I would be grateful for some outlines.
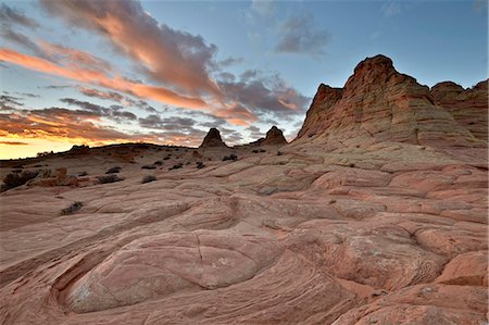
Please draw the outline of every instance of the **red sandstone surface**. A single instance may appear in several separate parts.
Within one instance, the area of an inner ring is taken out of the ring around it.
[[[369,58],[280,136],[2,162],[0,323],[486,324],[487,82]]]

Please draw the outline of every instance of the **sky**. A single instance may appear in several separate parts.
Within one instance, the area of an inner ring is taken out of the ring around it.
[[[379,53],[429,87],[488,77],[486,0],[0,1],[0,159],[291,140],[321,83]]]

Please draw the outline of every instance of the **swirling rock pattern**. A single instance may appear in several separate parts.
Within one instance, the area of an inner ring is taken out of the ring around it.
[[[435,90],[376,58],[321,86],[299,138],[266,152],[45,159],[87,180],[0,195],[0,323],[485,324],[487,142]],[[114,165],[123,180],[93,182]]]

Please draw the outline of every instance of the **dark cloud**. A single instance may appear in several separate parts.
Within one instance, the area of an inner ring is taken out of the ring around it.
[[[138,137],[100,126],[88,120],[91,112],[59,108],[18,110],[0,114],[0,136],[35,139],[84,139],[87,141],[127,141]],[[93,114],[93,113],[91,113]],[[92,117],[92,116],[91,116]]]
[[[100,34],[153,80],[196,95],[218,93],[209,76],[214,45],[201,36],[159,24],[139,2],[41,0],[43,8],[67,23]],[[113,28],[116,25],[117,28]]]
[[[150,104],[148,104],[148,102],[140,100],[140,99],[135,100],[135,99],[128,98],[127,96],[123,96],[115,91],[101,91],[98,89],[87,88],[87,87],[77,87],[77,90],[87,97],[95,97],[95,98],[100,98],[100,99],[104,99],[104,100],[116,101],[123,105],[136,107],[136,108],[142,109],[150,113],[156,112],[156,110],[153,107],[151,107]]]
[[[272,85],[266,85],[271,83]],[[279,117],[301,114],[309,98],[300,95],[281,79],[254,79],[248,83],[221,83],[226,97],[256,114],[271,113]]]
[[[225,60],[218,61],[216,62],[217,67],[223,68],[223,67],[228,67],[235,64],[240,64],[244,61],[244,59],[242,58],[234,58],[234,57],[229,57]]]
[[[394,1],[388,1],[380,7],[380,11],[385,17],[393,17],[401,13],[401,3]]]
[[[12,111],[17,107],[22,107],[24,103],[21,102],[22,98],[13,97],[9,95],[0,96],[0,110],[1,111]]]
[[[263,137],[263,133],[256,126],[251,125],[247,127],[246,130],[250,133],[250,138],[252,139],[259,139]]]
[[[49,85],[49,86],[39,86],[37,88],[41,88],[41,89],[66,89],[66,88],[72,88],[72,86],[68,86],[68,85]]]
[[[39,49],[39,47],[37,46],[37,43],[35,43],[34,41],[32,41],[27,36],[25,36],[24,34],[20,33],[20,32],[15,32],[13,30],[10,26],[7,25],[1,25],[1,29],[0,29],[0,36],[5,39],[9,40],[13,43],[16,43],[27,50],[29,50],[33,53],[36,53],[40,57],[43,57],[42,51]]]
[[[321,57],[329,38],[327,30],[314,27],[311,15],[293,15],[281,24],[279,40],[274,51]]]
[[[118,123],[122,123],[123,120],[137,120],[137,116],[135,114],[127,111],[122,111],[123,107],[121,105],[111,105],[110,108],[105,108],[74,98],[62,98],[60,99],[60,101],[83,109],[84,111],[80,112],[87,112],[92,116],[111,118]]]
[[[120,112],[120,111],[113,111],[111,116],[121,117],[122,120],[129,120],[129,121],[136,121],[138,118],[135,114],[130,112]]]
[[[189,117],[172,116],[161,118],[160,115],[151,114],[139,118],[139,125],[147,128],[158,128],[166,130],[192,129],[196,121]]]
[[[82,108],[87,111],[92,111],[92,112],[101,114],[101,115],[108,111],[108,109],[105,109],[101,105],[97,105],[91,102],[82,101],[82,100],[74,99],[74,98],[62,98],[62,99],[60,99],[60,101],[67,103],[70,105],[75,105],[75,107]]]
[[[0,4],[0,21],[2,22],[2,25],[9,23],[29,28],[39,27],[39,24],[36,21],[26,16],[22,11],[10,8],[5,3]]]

Énoncé:
Recopiez la partie des enregistrements allant de leur début jusqu'à la ligne contenant « [[[369,58],[280,136],[2,162],[0,323],[486,324],[487,82]]] », ces deux bornes incluses, demandes comprises, en décalant de 15 chaque coordonnée de sommet dans les réponses. N'y reprenez pas les images.

Solution:
I would be grateful for some outlines.
Please draw the outline of every instance of the **red sandstone surface**. A single instance may appear in several separate parts.
Within one instance, the area of an inner ring is taken out of the ring around it.
[[[384,73],[295,151],[17,177],[15,338],[501,339],[502,97]]]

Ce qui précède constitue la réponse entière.